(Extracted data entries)
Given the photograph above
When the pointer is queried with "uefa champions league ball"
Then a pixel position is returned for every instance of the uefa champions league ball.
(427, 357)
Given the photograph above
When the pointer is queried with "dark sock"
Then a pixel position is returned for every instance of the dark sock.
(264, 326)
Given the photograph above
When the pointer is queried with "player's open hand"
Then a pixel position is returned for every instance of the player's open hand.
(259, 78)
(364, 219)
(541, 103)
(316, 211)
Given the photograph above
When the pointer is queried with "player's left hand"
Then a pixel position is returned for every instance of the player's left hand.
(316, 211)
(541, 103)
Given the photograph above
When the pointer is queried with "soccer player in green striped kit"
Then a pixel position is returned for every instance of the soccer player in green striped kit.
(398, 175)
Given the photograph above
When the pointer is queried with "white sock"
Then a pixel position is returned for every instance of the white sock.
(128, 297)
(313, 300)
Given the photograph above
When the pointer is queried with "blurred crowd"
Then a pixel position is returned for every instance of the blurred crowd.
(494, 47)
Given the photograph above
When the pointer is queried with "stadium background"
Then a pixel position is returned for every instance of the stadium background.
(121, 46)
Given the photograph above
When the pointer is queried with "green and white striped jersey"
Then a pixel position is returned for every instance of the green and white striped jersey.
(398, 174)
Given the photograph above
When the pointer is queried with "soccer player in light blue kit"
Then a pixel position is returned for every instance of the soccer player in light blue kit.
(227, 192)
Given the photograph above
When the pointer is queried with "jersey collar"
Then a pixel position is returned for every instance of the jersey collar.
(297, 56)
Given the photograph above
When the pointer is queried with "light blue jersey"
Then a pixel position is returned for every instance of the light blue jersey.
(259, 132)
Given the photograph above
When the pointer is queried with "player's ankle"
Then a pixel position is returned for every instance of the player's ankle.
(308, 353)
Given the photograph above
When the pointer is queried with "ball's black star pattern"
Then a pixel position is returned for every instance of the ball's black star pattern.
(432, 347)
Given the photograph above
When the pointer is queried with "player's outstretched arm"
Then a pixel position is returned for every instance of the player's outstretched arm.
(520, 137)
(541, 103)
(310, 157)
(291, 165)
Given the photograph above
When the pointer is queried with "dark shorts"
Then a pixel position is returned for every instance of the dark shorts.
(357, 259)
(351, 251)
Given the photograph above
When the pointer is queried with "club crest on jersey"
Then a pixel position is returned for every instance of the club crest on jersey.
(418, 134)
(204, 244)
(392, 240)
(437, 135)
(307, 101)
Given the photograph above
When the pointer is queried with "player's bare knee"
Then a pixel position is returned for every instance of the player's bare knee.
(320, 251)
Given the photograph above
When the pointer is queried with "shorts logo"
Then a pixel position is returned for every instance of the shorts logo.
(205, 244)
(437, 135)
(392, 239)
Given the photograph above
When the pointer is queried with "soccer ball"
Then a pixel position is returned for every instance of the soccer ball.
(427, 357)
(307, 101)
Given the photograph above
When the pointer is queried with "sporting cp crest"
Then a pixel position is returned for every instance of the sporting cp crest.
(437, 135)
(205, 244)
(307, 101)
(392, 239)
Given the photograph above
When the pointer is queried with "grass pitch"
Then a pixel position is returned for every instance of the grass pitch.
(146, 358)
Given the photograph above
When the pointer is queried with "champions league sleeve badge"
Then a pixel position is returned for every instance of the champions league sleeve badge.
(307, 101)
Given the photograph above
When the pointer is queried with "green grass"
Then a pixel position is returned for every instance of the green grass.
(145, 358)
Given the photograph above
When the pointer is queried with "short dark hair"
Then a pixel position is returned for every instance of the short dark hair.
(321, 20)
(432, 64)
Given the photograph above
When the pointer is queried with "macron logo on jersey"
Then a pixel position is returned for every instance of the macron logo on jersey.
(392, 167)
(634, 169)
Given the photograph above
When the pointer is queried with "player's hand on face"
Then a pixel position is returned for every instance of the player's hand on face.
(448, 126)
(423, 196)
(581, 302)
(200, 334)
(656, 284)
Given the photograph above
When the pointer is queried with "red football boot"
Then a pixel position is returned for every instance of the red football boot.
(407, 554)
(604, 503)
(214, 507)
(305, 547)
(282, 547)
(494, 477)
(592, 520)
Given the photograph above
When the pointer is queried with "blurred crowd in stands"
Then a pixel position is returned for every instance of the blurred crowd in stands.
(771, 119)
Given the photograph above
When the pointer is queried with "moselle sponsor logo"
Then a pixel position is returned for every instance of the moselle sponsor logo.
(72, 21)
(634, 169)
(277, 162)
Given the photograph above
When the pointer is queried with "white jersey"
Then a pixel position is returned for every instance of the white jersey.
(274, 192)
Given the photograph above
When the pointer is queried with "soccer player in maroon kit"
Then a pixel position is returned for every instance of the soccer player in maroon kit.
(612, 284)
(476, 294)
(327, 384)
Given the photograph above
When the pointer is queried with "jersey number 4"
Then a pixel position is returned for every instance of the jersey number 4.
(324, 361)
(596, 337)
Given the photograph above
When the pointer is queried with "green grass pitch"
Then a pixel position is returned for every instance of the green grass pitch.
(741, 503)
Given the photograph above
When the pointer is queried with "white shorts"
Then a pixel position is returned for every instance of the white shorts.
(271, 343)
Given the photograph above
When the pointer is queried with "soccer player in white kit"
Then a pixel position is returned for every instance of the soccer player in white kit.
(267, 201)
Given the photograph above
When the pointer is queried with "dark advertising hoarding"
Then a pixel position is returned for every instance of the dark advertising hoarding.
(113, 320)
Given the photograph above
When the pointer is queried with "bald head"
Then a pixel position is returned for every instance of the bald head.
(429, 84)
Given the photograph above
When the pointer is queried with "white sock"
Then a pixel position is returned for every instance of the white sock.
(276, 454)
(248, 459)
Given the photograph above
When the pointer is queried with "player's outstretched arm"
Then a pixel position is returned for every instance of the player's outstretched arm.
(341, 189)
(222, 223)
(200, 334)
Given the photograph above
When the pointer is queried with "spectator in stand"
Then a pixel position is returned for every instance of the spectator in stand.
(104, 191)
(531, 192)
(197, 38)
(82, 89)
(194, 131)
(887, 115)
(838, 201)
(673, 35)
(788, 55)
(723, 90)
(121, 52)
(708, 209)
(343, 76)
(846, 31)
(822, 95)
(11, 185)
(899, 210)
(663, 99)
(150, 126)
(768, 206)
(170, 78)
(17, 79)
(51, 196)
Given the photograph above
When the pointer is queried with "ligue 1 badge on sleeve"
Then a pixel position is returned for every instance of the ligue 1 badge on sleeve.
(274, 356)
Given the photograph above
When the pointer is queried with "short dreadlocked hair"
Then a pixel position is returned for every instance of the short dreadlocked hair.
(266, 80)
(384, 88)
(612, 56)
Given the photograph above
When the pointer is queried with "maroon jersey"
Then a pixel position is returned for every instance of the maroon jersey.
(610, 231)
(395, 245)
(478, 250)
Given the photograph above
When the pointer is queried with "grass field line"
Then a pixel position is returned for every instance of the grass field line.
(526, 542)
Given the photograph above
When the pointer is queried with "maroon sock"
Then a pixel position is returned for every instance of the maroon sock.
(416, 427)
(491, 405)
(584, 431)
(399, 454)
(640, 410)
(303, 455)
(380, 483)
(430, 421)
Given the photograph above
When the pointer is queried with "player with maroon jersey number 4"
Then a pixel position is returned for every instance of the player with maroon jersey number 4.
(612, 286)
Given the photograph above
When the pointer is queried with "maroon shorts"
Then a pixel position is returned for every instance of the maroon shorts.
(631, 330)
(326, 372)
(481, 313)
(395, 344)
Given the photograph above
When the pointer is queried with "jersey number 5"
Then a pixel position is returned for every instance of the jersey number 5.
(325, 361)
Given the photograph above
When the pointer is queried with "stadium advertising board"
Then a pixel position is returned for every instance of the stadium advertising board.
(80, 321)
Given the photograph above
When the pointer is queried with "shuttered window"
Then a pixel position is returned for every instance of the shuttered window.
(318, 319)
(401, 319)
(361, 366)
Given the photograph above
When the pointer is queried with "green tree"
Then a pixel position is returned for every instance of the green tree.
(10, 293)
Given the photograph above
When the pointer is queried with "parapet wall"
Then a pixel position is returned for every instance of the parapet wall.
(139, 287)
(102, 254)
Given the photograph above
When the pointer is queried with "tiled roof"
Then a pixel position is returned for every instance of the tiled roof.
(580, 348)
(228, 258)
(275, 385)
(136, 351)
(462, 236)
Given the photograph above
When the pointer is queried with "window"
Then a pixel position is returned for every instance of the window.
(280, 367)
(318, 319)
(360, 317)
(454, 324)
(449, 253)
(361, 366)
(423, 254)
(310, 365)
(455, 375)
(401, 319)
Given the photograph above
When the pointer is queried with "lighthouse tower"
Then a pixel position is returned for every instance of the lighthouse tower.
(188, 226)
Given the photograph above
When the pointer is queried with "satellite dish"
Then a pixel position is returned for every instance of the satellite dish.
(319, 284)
* * *
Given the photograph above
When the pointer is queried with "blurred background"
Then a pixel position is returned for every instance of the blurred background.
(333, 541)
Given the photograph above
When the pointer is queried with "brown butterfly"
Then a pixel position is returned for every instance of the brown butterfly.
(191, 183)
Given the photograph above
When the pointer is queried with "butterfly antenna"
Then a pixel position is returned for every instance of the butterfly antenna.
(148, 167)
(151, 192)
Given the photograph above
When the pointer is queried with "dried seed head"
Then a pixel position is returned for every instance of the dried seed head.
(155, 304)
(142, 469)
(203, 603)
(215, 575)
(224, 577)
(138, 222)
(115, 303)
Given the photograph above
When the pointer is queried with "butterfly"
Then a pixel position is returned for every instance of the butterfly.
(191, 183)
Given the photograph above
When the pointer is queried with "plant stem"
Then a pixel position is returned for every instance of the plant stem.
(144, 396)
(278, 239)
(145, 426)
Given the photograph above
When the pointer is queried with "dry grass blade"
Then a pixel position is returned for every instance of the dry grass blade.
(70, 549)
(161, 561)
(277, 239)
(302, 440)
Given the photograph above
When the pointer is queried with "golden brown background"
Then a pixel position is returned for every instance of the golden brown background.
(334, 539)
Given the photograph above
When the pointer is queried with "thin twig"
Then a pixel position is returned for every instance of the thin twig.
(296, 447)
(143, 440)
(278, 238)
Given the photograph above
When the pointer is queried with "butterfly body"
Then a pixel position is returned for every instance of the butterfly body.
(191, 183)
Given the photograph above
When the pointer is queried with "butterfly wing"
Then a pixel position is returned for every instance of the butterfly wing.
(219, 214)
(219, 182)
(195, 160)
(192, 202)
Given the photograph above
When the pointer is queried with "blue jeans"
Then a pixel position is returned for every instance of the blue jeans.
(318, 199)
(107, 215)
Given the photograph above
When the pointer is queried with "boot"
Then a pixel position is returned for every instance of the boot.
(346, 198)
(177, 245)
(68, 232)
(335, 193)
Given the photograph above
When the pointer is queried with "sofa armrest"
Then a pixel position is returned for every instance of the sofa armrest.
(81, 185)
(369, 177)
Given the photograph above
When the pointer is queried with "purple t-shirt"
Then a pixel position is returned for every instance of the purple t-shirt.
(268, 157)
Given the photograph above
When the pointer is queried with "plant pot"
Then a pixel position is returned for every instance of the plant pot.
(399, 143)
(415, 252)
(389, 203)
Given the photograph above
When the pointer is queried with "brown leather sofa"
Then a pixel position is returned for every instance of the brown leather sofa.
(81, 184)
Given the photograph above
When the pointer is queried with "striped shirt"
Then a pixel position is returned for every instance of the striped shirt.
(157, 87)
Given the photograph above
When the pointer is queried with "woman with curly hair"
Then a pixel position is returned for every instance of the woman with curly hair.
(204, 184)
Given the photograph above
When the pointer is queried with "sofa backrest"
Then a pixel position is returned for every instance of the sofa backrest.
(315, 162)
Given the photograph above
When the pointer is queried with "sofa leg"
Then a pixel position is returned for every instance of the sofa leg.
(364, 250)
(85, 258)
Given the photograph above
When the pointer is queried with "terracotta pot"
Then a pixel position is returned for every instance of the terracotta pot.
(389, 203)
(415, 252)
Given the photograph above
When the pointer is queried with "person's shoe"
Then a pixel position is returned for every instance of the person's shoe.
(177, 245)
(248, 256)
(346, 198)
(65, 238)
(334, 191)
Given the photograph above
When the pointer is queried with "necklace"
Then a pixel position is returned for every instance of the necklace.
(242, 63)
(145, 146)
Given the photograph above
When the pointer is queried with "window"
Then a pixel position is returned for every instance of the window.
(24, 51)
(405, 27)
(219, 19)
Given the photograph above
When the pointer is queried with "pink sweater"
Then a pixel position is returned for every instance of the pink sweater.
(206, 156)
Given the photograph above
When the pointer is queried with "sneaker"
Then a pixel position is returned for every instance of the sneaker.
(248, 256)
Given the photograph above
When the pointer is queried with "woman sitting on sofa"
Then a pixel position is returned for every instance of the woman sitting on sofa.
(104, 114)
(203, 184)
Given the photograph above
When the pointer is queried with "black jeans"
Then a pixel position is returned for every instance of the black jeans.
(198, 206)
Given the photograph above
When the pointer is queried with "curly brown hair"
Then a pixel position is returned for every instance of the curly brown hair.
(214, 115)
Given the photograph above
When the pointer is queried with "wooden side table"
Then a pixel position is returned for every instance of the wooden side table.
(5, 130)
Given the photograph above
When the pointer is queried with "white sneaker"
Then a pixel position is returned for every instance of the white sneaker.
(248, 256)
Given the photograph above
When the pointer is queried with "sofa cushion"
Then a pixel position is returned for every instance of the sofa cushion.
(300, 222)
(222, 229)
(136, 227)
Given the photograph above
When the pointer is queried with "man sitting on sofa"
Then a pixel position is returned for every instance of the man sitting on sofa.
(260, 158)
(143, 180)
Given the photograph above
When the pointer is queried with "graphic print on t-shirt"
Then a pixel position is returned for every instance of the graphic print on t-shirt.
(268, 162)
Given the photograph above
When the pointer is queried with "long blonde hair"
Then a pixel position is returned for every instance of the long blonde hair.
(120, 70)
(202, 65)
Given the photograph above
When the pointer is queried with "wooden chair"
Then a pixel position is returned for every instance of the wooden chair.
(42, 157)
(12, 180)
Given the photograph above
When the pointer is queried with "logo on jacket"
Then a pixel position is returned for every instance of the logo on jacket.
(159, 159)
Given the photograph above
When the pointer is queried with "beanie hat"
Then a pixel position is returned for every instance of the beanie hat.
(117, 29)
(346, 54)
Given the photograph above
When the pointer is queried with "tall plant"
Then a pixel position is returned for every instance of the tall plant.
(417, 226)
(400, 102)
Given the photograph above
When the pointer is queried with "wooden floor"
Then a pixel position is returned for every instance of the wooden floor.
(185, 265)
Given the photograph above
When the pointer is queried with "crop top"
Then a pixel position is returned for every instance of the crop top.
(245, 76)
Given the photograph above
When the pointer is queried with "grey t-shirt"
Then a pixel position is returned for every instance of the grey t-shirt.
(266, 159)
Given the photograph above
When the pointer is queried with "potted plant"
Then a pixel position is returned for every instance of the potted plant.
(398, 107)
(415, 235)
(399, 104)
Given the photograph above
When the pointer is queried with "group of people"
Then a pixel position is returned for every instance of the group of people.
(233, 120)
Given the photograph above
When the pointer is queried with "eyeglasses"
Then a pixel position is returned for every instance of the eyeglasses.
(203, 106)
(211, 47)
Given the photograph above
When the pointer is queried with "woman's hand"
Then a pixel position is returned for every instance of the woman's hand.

* [Exercise prompt]
Count how many lines of the entries above contain the string "badge", matching case exactly, and reply with only that number.

* [Exercise output]
4